**EXCERTO DA PÁGINA**

----------

Começa por referir-se que as conclusões das alegações do recurso definem, como é sabido, o respectivo objecto e consequente área de intervenção do Tribunal “ad quem”, ressalvando-se as questões que, sendo de conhecimento oficioso, encontrem nos autos os elementos necessários à sua integração (cfr.artº.639, do C.P.Civil, na redacção da Lei 41/2013, de 26/6; artº.282, do C.P.P.Tributário).
Com as alegações de recurso, o recorrente juntou aos presentes autos seis documentos (cfr.fls.166 a 196 do processo), os quais, segundo alega, são fundamentais para a boa decisão da causa, não tendo sido possível juntar os mesmos em momento anterior (cfr.conclusão 60 do recurso).
Assim, a primeira questão que se impõe decidir, de natureza adjectiva, consiste em saber da possibilidade legal de tal junção e da manutenção do referido documento nos autos.
Vigora no direito português o modelo de apelação restrita, de acordo com o qual o recurso não visa o reexame, sem limites, da causa julgada em 1ª. Instância, mas tão- somente a reapreciação da decisão proferida dentro dos mesmos condicionalismos em que se encontrava o Tribunal “a quo” no momento em que proferiu a sentença. Como resulta de uma jurisprudência uniforme e reiterada, os recursos são meios processuais de impugnação de anteriores decisões judiciais e não ocasião para julgar questões novas. Em princípio, não pode alegar-se matéria nova nos Tribunais Superiores, em fase de recurso, não obstante o Tribunal “ad quem” tenha o dever de apreciar as questões de conhecimento oficioso. Daí que, não devam ser juntos documentos novos na fase de recurso. A lei, porém, prevê excepções que passamos a analisar.
Dispõe o artº.523, do C.P.Civil (cfr.artº.423, do C.P.Civil, na redacção da Lei 41/2013, de 26/6), que os documentos, como meios de prova, da acção ou da defesa, devem ser apresentados com o articulado em que se invoquem os factos que se destinem a demonstrar. Não sendo apresentados com o respectivo articulado, ainda e por livre iniciativa das partes litigantes, enquanto apresentantes, podem ser juntos ao processo até ao encerramento da discussão em 1ª Instância (actualmente até vinte dias antes da realização da audiência final - cfr.artº.423, nº.2, do C.P.Civil, na redacção da Lei 41/2013, de 26/6), embora com a condenação do apresentante em multa, salvo demonstração de que os não pôde oferecer com o articulado próprio.
Em fase de recurso, a lei processual civil (cfr.artºs.524 e 693-B, do C.P.Civil; artºs.425 e 651, nº.1, do C.P.Civil, na redacção da Lei 41/2013, de 26/6), somente possibilita a junção de documentos ao processo, sempre e só com as alegações (ou contra-alegações) e não em momentos posteriores, quando ocorra alguma das seguintes circunstâncias:
1-Quando não tenha sido possível a respectiva apresentação em momento anterior (artº.524, nº.1, do C.P.Civil);
2-Quando se destinem à demonstração de factos posteriores aos articulados (artº.524, nº.2, do C.P.Civil);
3-Quando a respectiva apresentação se tenha tornado necessária em resultado de ocorrência posterior ao encerramento da discussão em 1ª Instância (artº.524, nº.2, do C.P.Civil);
4-Quando a junção de documentos se torne necessária em virtude do julgamento proferido em 1ª Instância (cfr.artº.693-B, do C.P.Civil);
5-Nos casos previstos no artº.691, nº.2, als.a) a g) e i) a n), do C. P. Civil (cfr.artº.693-B, do C.P.Civil).

----------

**O QUE SE PEDE**
Segundo o excerto sobre a junção de documentos em recurso, em que circunstâncias permite a lei processual civil juntar documentos ao processo na fase de recurso? Enumere-as todas.

----------

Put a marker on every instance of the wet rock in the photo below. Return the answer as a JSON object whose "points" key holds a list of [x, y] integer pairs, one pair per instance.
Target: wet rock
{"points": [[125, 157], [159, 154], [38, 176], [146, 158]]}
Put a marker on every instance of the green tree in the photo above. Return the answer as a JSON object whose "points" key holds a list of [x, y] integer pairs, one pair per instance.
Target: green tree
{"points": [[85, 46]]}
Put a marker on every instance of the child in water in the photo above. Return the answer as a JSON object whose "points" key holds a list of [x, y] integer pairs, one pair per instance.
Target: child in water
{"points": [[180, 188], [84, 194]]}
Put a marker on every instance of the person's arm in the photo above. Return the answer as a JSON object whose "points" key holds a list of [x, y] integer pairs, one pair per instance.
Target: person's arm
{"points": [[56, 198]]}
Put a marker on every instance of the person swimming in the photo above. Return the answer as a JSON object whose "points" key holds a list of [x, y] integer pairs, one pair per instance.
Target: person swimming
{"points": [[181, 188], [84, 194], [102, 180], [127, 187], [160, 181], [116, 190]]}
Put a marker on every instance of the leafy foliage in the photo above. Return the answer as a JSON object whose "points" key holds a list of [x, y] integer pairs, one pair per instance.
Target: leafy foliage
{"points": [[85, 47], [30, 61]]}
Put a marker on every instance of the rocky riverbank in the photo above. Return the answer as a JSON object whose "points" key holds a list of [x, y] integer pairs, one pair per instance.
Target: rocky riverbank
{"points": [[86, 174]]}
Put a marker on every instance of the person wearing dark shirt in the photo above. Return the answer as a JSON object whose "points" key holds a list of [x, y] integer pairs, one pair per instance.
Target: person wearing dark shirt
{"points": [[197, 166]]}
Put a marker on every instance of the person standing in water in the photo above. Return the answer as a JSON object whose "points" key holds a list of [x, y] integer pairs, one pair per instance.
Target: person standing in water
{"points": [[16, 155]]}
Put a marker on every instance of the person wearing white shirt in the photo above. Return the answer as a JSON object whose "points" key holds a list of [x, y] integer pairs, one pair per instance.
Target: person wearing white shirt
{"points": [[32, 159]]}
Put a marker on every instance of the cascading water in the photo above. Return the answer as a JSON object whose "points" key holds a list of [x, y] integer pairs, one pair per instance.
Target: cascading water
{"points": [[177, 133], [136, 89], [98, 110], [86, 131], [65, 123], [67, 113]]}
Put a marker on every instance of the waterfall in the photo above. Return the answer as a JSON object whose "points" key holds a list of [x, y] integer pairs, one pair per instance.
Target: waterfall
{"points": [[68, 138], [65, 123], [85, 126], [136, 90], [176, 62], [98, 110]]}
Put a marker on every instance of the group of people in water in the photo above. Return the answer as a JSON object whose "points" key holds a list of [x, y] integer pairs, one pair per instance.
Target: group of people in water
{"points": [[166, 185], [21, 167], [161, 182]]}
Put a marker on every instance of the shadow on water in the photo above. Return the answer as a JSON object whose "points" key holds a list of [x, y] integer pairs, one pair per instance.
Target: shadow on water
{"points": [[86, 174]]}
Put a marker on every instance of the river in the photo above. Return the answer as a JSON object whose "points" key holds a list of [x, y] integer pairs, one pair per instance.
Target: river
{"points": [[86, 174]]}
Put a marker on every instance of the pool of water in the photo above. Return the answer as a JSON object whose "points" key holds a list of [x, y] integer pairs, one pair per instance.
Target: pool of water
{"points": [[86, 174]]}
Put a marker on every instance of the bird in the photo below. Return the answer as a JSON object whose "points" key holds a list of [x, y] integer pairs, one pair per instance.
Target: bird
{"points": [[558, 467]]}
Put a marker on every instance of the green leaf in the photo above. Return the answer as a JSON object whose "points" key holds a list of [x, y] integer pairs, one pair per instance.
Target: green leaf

----------

**RESPOSTA ESCRITA**
1. Quando não tenha sido possível a respectiva apresentação em momento anterior (artº.524, nº.1, do C.P.Civil).
2. Quando se destinem à demonstração de factos posteriores aos articulados (artº.524, nº.2, do C.P.Civil).
3. Quando a respectiva apresentação se tenha tornado necessária em resultado de ocorrência posterior ao encerramento da discussão em 1ª Instância (artº.524, nº.2, do C.P.Civil).
4. Quando a junção de documentos se torne necessária em virtude do julgamento proferido em 1ª Instância (artº.693-B, do C.P.Civil).
5. Nos casos previstos no artº.691, nº.2, als.a) a g) e i) a n), do C.P.Civil (artº.693-B, do C.P.Civil).